### [TASK INSTRUCTIONS]
Every line of the material below should be output exactly as written, with the images skipped.
=-=-=-=-=
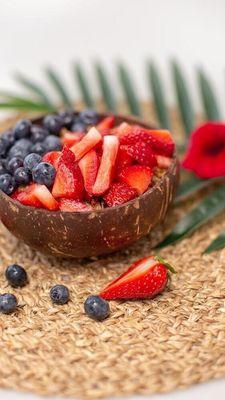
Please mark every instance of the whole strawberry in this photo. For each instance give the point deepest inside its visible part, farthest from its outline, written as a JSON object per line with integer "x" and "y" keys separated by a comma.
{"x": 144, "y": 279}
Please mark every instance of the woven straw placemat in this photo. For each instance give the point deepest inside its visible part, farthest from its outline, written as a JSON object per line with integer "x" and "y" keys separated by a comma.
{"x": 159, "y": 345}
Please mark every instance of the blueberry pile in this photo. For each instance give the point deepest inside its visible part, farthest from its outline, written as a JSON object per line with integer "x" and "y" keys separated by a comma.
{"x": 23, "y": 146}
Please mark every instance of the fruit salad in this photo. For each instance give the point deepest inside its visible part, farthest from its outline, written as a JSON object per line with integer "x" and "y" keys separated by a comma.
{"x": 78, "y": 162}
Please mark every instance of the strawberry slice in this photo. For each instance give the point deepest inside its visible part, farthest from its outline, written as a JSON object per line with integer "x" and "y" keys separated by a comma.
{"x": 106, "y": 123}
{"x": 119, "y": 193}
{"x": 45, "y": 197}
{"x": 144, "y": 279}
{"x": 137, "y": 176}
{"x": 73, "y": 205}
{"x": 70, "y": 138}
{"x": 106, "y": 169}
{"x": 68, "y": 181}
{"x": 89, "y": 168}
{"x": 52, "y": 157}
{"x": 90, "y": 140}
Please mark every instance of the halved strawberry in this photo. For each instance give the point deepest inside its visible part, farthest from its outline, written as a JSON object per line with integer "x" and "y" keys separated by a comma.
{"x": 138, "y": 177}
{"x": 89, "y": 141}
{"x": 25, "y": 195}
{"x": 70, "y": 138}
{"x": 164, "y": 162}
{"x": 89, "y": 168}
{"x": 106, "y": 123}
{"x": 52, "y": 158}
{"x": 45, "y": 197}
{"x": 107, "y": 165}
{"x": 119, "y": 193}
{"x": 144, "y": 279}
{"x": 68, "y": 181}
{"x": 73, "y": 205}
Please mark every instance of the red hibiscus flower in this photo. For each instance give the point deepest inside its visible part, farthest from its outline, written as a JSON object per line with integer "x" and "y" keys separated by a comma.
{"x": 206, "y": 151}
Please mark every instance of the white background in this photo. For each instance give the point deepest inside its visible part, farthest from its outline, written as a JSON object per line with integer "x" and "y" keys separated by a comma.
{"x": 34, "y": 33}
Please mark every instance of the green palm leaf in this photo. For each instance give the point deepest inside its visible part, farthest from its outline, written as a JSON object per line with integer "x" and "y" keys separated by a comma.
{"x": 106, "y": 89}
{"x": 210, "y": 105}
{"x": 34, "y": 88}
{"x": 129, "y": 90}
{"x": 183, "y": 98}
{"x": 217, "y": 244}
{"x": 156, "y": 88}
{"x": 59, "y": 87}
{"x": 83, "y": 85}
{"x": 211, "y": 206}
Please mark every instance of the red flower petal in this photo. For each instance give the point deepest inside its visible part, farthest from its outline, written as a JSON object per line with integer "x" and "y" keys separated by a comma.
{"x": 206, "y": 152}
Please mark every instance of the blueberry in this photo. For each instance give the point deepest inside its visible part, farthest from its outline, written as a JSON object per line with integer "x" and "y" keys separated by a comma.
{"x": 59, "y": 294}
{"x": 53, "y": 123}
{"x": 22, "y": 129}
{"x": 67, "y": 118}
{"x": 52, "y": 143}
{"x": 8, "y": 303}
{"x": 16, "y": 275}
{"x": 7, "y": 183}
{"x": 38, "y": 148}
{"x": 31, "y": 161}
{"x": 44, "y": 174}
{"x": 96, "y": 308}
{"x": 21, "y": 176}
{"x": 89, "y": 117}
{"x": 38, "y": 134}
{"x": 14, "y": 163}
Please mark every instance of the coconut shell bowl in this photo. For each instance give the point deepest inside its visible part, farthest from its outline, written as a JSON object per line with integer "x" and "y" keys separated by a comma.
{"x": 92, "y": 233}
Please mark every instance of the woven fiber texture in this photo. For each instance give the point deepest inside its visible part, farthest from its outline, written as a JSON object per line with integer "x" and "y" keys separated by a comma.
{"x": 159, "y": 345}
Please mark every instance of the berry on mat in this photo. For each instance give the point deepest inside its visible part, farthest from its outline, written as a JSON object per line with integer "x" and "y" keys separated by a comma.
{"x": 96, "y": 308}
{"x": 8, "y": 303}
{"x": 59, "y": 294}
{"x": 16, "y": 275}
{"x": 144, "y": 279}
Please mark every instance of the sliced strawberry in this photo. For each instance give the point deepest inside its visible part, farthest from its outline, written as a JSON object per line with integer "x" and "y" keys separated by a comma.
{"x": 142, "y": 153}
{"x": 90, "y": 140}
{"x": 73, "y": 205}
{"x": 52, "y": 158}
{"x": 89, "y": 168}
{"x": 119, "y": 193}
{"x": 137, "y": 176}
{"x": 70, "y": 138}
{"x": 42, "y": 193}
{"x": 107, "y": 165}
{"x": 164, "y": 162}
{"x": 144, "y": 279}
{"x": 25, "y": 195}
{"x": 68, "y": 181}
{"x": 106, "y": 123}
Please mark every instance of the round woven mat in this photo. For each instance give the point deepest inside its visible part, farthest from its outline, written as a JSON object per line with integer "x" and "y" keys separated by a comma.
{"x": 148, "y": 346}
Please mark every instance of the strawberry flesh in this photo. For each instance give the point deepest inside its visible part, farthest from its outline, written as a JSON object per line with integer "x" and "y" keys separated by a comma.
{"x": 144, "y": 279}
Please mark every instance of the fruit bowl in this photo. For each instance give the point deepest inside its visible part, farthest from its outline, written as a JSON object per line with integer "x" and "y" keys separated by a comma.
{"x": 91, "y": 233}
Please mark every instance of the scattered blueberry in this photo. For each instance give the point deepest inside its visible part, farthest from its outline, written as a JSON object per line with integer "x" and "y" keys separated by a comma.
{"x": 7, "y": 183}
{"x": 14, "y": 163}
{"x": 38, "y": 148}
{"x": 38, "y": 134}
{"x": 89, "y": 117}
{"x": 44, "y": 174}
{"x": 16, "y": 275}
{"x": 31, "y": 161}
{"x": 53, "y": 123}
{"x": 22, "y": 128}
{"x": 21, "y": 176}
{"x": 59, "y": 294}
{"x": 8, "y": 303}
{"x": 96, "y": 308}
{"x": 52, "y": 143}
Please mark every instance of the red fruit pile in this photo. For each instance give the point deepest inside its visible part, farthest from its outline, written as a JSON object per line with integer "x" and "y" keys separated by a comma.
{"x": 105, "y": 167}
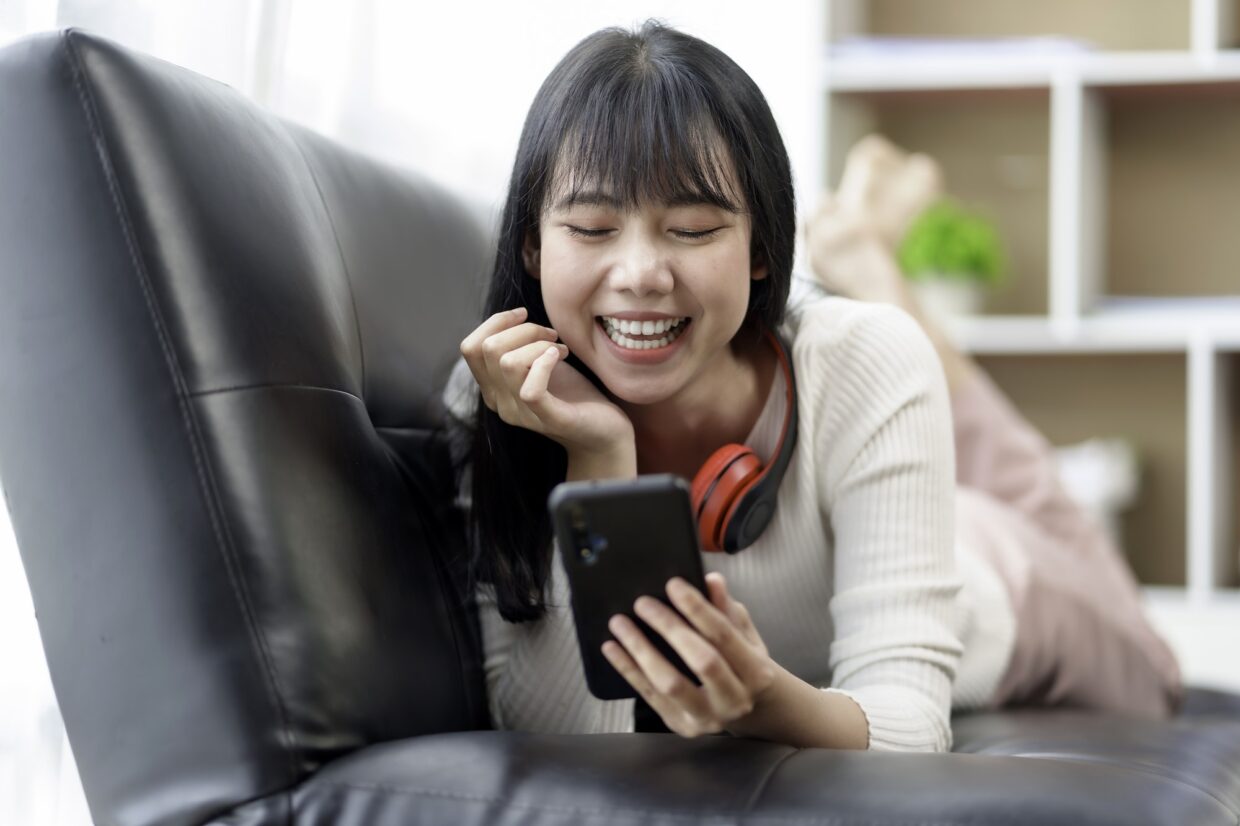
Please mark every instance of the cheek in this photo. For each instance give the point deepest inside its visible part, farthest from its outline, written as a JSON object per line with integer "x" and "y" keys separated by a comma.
=-=-=-=-=
### [RESPONSE TO THE EXERCISE]
Please mark every instance of the whole strawberry in this photo. For each instance give the point deepest inside its visible part, farthest from its outline, written as a JSON object per line with integer "x" and "y" keys separated by a comma.
{"x": 144, "y": 279}
Please mark every instance of the woven straw placemat in this photo. For each instance give the point deepest inside its visible part, farthest from its outline, written as a JSON object per line with integer "x" and "y" keys separated by a comma.
{"x": 159, "y": 345}
Please mark every instance of the blueberry pile in this photo. For each instance give the point deepest inside its visible part, farthest from its outline, written as a JSON object per line with integer "x" and "y" keys separated by a comma.
{"x": 23, "y": 146}
Please mark every instance of the fruit salad in this photo. For each instance give the point deepest inside its visible part, farthest from its outline, written as a JSON object per line with integer "x" and "y" keys separated by a comma.
{"x": 78, "y": 162}
Please mark every instance of the strawberry slice in this photo. For each instance give the point deepest inside its visible part, farthest from its outline, written as a JSON object per line with integer "x" and "y" keys separated by a comma.
{"x": 106, "y": 123}
{"x": 119, "y": 193}
{"x": 45, "y": 197}
{"x": 144, "y": 279}
{"x": 137, "y": 176}
{"x": 73, "y": 205}
{"x": 70, "y": 138}
{"x": 106, "y": 169}
{"x": 68, "y": 181}
{"x": 89, "y": 168}
{"x": 52, "y": 157}
{"x": 90, "y": 140}
Please mark every instance of the halved strawberry in this photo. For each instance give the point deepest inside its visible part, farthest from its outline, written as a JSON object per line with integer "x" and "y" keys separated by a comma.
{"x": 138, "y": 177}
{"x": 89, "y": 141}
{"x": 25, "y": 195}
{"x": 70, "y": 138}
{"x": 164, "y": 162}
{"x": 89, "y": 168}
{"x": 106, "y": 123}
{"x": 52, "y": 158}
{"x": 45, "y": 197}
{"x": 107, "y": 165}
{"x": 119, "y": 193}
{"x": 144, "y": 279}
{"x": 68, "y": 181}
{"x": 73, "y": 205}
Please mark every instance of the red hibiscus flower in this photo. For each instance give the point deepest inside its visible part, farthest from its outline, written as a JSON object per line with integer "x" and "y" keys separated by a comma.
{"x": 206, "y": 151}
Please mark every instance of the white background in this photo. For each instance give the point deepest inside its visible part, farthest from its outline, written as a JSON object per line with integer "x" and "y" keys separated by a comma.
{"x": 34, "y": 33}
Please mark every instance of the green palm leaf in this photo. For each instance give the point deepest inside its visible part, farthest from its outline, written as a JSON object per line with integer "x" and "y" keys separated by a comma.
{"x": 106, "y": 89}
{"x": 210, "y": 105}
{"x": 34, "y": 88}
{"x": 129, "y": 90}
{"x": 183, "y": 98}
{"x": 217, "y": 244}
{"x": 156, "y": 88}
{"x": 59, "y": 87}
{"x": 83, "y": 85}
{"x": 211, "y": 206}
Please mark every instance of the red flower petal in this photo. For each instance give the point deepest inside its visible part, farthest from its outline, written as a JSON object per line with integer "x" and "y" keys separated by a comma.
{"x": 206, "y": 152}
Please mark every instance of the blueberry in this photo. For each instance give the point deepest inside its visible part, farthest from its outline, written as a JSON object per line with integer "x" and "y" keys separated by a comma.
{"x": 59, "y": 294}
{"x": 53, "y": 123}
{"x": 22, "y": 129}
{"x": 67, "y": 118}
{"x": 52, "y": 143}
{"x": 8, "y": 303}
{"x": 16, "y": 275}
{"x": 7, "y": 183}
{"x": 38, "y": 148}
{"x": 31, "y": 161}
{"x": 44, "y": 174}
{"x": 96, "y": 308}
{"x": 21, "y": 176}
{"x": 89, "y": 117}
{"x": 38, "y": 134}
{"x": 14, "y": 163}
Please mark every instance of the coconut shell bowl in this photo. For each instance give the point deepest inside its visible part, farthest from its outline, written as a JSON object per line with integer "x" and "y" keys separated by a comma.
{"x": 92, "y": 233}
Please mark every instance of the woven fiber texture in this photo. For each instance give the point deepest inside its visible part, farthest from its outline, written as a JSON object per line with integer "x" and "y" keys separated by a comma.
{"x": 159, "y": 345}
Please mark every instance of the berry on mat in this photo. For each instance give the point deepest inside its visible part, farthest from its outline, written as a JSON object per line with integer "x" and "y" keys separated by a comma.
{"x": 96, "y": 308}
{"x": 8, "y": 303}
{"x": 59, "y": 294}
{"x": 16, "y": 275}
{"x": 144, "y": 279}
Please mark every instance of the sliced strawberry in this photo. For each instance give the point deepest inside its visible part, farthest from its outline, written as a JSON object per line with integer "x" and "y" keys separated by a comma.
{"x": 142, "y": 153}
{"x": 90, "y": 140}
{"x": 73, "y": 205}
{"x": 52, "y": 158}
{"x": 89, "y": 168}
{"x": 119, "y": 193}
{"x": 137, "y": 176}
{"x": 70, "y": 138}
{"x": 42, "y": 193}
{"x": 107, "y": 165}
{"x": 164, "y": 162}
{"x": 144, "y": 279}
{"x": 25, "y": 195}
{"x": 68, "y": 181}
{"x": 106, "y": 123}
Please mark every instance of the round woven mat in this photo. For each instance give the point deepest inside its visible part, farthest from its outline, written as a JSON object per line with integer "x" and "y" keys separated by a comma.
{"x": 148, "y": 346}
Please mark every instance of the strawberry flesh in this photo. For each instance give the point deepest inside its visible part, farthest from its outline, written as a JSON object per line with integer "x" and "y" keys separated by a comma.
{"x": 144, "y": 279}
Please mark every instance of the fruit bowl in this photo. For each instance give the point deepest inside its visible part, farthest from its outline, written as a JSON object per line with integer "x" and "y" keys separated by a comma.
{"x": 91, "y": 233}
Please mark every instance of the scattered blueberry in this photo. For each instance give the point deepest inside its visible part, farthest from its outline, written as a JSON object per line with integer "x" and "y" keys separated by a comma.
{"x": 7, "y": 183}
{"x": 14, "y": 163}
{"x": 38, "y": 148}
{"x": 38, "y": 134}
{"x": 89, "y": 117}
{"x": 44, "y": 174}
{"x": 16, "y": 275}
{"x": 31, "y": 161}
{"x": 53, "y": 123}
{"x": 22, "y": 128}
{"x": 21, "y": 176}
{"x": 59, "y": 294}
{"x": 8, "y": 303}
{"x": 96, "y": 308}
{"x": 52, "y": 143}
Please mark every instance of the red fruit pile in this photo. For each instance give the point deepest inside its visible part, farthest from its outline, written as a JSON object per line with integer "x" and "y" keys separated by a comma.
{"x": 105, "y": 167}
Please mark every instance of the cheek in this photo. For each instance give the point deepest inside its visible part, farthest from its outline, written as a JSON object per line with integer "x" and "y" keys separated by a comma.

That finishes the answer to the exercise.